→ **Exercise task**
Starting with the line that contains "Note: for each instance of the sofa armrest" and going on through the end of the data, reproduce every line, requests included, with each point coordinate in the answers multiplied by 2.25 and rounded to a whole number, halves rounded up. Leave the requests and their format samples unchanged.
** start of Rows **
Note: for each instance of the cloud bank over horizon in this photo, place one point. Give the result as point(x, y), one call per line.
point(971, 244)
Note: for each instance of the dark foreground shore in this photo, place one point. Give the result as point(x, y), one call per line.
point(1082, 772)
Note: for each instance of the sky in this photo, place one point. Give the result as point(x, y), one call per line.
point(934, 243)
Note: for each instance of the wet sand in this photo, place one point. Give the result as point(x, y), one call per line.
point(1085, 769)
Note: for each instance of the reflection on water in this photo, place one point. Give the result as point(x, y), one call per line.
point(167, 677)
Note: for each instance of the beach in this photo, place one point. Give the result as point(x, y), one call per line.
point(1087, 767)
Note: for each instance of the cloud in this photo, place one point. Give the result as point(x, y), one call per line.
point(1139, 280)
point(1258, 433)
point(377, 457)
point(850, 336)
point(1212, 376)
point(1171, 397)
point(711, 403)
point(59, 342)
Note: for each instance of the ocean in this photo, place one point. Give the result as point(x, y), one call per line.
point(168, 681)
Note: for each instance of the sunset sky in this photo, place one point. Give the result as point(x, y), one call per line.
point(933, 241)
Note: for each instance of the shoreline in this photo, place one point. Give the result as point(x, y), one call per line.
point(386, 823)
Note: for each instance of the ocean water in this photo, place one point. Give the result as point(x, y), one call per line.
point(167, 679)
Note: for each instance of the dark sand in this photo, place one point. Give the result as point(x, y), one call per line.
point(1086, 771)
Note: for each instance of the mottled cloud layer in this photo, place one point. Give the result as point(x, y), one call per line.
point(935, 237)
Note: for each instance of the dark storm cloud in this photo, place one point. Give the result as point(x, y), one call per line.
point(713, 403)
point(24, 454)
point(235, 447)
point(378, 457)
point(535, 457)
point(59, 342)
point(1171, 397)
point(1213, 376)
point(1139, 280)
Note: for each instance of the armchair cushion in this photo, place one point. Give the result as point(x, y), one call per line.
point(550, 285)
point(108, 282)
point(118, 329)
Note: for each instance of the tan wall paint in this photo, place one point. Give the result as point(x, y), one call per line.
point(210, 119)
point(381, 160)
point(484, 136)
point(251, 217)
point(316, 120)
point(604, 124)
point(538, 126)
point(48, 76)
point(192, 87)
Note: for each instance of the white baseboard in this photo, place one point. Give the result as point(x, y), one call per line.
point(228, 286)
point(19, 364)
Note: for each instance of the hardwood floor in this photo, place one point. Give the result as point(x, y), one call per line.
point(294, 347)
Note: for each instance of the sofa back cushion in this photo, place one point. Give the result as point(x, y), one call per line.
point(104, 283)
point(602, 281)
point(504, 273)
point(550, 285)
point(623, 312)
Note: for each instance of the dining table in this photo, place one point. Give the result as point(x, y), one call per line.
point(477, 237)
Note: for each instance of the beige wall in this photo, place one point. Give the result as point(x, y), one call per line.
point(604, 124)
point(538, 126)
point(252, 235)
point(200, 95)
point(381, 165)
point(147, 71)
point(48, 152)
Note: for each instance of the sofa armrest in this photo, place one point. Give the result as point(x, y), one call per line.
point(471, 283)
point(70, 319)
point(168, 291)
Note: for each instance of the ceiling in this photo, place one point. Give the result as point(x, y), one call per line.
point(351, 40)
** end of Rows **
→ **Answer in full**
Note: for each instance of the sofa armrest in this photo, place one point. Give the result as point(x, y), one call per line.
point(1060, 637)
point(158, 718)
point(378, 655)
Note: for each instance of the ceiling in this photo, place one point. Give the result as point(x, y), one call per line.
point(790, 90)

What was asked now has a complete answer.